▶ _What this task involves_
Take the line containing "For our traffic camera dashboard, pinpoint every red" and every line after it to the end of the data, and write them out exactly as they appear.

▶ _Data excerpts_

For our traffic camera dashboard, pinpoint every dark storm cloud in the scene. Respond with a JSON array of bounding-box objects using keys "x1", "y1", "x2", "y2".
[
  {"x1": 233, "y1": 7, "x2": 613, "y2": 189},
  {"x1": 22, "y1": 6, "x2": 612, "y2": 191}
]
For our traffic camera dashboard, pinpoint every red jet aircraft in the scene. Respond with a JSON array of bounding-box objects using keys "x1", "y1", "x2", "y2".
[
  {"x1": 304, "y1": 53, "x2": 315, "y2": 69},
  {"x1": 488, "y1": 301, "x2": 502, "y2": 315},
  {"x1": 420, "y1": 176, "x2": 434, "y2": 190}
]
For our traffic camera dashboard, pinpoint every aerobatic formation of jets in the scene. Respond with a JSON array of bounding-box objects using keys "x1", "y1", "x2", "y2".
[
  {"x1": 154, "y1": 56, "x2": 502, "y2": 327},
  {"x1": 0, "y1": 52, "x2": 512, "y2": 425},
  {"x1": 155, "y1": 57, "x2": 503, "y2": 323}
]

▶ _Response area_
For our traffic camera dashboard, pinpoint every red jet aircraft in the scene. Respond with a JSON array of bounding-box objects using keys "x1", "y1", "x2", "y2".
[
  {"x1": 304, "y1": 53, "x2": 315, "y2": 69},
  {"x1": 488, "y1": 301, "x2": 502, "y2": 315},
  {"x1": 420, "y1": 176, "x2": 434, "y2": 190}
]
For our traffic camera dashboard, pinpoint every aerobatic formation of jets in the scene. Respond with a JSON array of bounding-box objects using keys "x1", "y1", "x2", "y2".
[
  {"x1": 154, "y1": 56, "x2": 502, "y2": 327},
  {"x1": 0, "y1": 52, "x2": 512, "y2": 425},
  {"x1": 155, "y1": 57, "x2": 503, "y2": 323}
]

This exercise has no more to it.